(Dataset records)
--- START ---

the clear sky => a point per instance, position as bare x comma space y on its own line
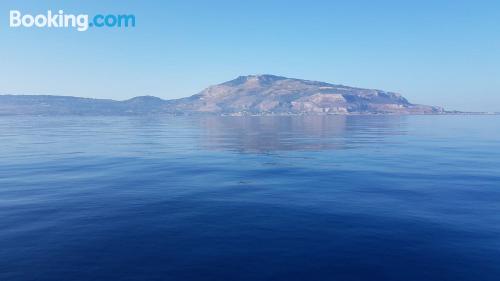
443, 53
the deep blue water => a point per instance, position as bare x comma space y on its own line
250, 198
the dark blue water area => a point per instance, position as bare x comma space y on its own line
250, 198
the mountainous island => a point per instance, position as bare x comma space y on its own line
245, 95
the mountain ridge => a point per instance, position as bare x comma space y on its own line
245, 95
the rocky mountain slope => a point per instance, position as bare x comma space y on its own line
268, 94
245, 95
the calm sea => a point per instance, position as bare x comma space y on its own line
250, 198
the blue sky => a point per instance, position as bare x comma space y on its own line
433, 52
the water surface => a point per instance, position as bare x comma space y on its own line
250, 198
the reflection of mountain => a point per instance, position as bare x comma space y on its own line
268, 134
246, 95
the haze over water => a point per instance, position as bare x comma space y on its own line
250, 198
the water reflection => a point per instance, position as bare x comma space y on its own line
270, 133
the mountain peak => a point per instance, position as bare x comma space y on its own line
259, 78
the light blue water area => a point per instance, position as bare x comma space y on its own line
250, 198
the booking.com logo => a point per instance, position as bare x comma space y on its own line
80, 22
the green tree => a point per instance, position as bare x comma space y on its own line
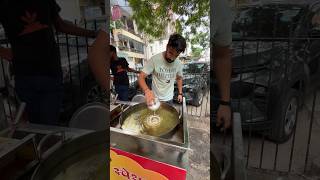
152, 16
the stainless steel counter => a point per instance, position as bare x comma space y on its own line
172, 150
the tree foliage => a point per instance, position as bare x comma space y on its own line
153, 16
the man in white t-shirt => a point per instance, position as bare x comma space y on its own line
221, 36
165, 69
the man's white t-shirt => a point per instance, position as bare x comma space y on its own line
221, 23
163, 75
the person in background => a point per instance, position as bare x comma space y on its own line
165, 69
119, 67
29, 26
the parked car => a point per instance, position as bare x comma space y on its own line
195, 82
275, 57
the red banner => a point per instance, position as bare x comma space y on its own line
129, 166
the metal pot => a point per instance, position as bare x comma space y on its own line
162, 127
84, 157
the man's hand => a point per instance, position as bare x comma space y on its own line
6, 53
180, 97
149, 97
224, 117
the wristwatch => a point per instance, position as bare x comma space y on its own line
225, 103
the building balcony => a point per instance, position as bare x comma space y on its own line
132, 52
127, 33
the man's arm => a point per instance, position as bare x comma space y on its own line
98, 59
72, 29
179, 84
148, 93
5, 53
142, 82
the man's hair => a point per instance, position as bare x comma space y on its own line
113, 49
177, 42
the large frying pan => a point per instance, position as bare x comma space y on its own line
84, 157
165, 127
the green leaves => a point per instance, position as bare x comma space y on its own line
191, 18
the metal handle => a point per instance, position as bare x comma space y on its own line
45, 138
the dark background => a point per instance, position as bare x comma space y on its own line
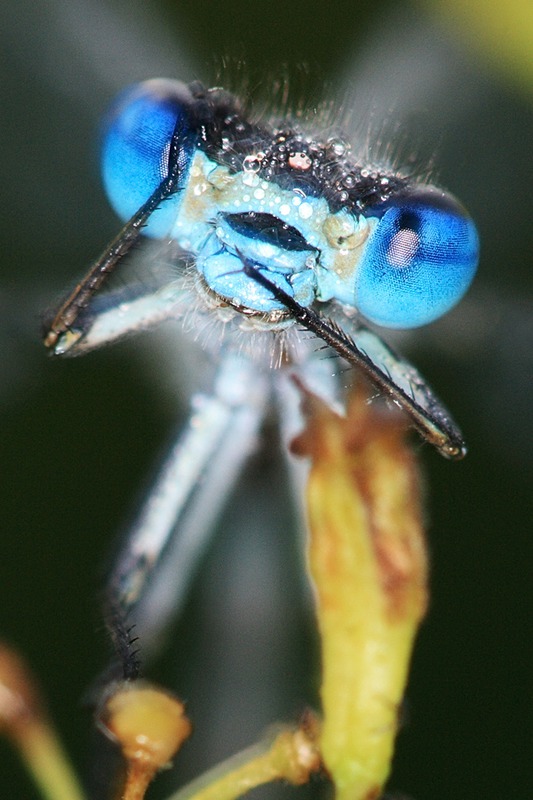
79, 437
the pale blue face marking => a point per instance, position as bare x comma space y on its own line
402, 262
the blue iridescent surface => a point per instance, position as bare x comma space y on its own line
135, 150
401, 261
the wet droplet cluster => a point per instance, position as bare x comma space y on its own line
289, 158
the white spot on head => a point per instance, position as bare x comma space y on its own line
299, 161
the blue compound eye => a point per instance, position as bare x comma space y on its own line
136, 145
419, 261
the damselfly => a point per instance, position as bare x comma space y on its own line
263, 231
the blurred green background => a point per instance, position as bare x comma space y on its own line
79, 437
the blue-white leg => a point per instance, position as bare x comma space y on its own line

--- END ---

> Problem requirements: Copy, character for character, the lines from the line that holds "the blurred green" through the final line of the records above.

> Exercise answer:
the blurred green background => a point per instance, position as bare x comma space y on its own line
79, 437
the blue-white leg => a point per instance, position as bare x comma space y on its own line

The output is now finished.